[Image region outline records]
::::::

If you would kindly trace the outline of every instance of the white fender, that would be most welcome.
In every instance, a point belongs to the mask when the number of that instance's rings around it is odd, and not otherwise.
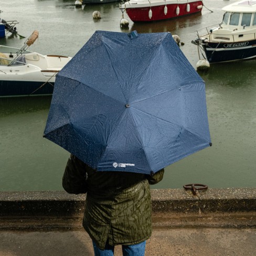
[[[164,7],[164,12],[165,15],[166,15],[167,14],[167,7],[166,6],[166,5]]]
[[[152,17],[152,10],[151,9],[148,12],[148,17],[151,19]]]
[[[196,68],[199,70],[205,70],[210,68],[210,63],[207,60],[199,60],[196,63]]]
[[[190,11],[190,6],[189,4],[187,5],[187,12],[189,13]]]
[[[176,8],[176,14],[177,15],[178,15],[179,14],[179,7],[178,5],[178,6],[177,6],[177,8]]]

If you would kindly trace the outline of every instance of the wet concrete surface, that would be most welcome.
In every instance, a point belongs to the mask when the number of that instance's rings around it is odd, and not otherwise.
[[[91,241],[82,230],[0,232],[1,256],[93,256]],[[145,255],[255,255],[255,228],[154,229]],[[115,255],[122,255],[120,246]]]
[[[154,189],[145,255],[256,255],[256,189]],[[93,255],[83,195],[0,193],[0,256]],[[120,246],[115,255],[122,255]],[[136,256],[136,255],[135,255]]]

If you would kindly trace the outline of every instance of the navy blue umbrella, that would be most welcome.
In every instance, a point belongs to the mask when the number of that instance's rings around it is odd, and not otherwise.
[[[205,83],[169,33],[97,31],[57,76],[44,136],[98,170],[154,173],[211,145]]]

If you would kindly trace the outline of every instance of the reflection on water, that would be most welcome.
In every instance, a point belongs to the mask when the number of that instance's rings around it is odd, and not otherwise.
[[[208,1],[209,2],[209,1]],[[229,1],[229,3],[234,2]],[[17,20],[20,35],[39,31],[30,50],[42,54],[73,56],[96,30],[138,33],[169,31],[178,35],[180,49],[195,67],[197,49],[191,44],[195,31],[218,23],[226,1],[207,3],[211,13],[176,20],[120,26],[119,2],[86,5],[76,8],[74,0],[1,0],[0,17]],[[95,21],[92,13],[99,10]],[[127,18],[127,15],[124,15]],[[0,44],[19,48],[25,39],[0,39]],[[124,60],[125,61],[125,60]],[[182,188],[189,183],[209,187],[255,187],[256,174],[256,61],[211,65],[199,74],[206,82],[212,146],[166,168],[165,178],[154,188]],[[84,69],[87,67],[84,67]],[[170,81],[171,82],[171,81]],[[0,190],[60,190],[69,153],[42,134],[51,97],[0,99]]]

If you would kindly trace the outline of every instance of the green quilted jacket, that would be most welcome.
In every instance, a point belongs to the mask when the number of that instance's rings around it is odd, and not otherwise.
[[[87,192],[83,226],[102,250],[134,244],[152,231],[149,184],[161,181],[164,170],[153,175],[122,172],[97,172],[71,155],[62,185],[69,193]]]

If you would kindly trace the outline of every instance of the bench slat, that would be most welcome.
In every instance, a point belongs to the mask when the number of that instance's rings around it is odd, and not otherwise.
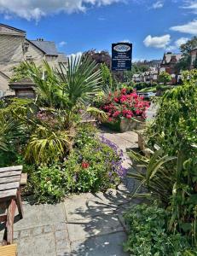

::::::

Show every line of the rows above that contains the string "trace".

If you would kindly trace the outline of every instance of the white fender, that would be most welcome.
If you would kindly trace the outline of every instance of the wet concrete surface, that would be most welcome.
If you would kindly trace the outline of every instance of the navy blue umbrella, that would be most welcome.
If you would kindly trace the outline of every instance of the reflection on water, that would be most welcome.
If you would kindly trace the outline of every instance of the green quilted jacket, that would be most welcome.
If you would kindly trace the outline of every instance of the bench slat, that would be most welcome.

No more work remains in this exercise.